[Start Supplied records]

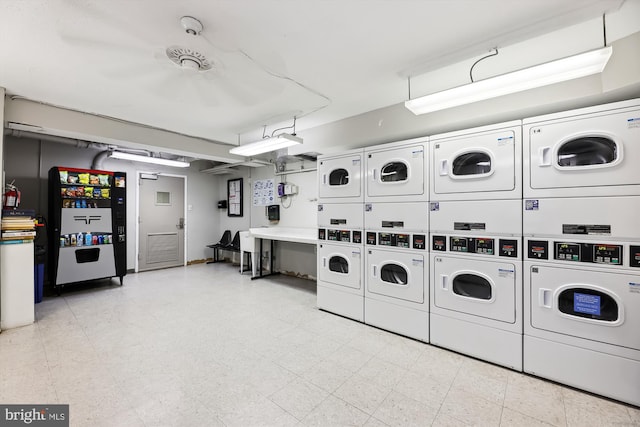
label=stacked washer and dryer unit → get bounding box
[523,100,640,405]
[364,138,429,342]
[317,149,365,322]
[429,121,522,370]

[End Supplied records]
[Start Supplied records]

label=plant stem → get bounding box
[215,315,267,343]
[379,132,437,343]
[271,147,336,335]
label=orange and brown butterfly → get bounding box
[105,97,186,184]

[End Supplied records]
[Start Supplied records]

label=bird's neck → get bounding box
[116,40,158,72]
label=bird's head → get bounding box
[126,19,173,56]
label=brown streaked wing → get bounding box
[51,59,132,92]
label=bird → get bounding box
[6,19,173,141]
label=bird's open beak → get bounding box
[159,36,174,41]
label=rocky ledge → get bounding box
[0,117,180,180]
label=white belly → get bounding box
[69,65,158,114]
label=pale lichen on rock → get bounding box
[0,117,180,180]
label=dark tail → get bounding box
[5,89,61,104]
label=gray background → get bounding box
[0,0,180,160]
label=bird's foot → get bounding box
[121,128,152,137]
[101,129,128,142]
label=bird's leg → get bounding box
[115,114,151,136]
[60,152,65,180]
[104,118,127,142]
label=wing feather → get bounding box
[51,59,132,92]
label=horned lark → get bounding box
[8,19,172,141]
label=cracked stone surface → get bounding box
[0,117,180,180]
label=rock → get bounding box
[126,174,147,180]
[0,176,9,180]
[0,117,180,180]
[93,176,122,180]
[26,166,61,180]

[End Supplied records]

## Required work
Copy the entries from the line containing "label=plant stem → get bounding box" through the line containing "[105,97,186,184]", including both of those lines, without any changes.

## Completed task
label=plant stem → get bounding box
[215,315,267,343]
[379,132,437,343]
[271,147,336,335]
label=orange and brown butterfly → get bounding box
[105,97,186,184]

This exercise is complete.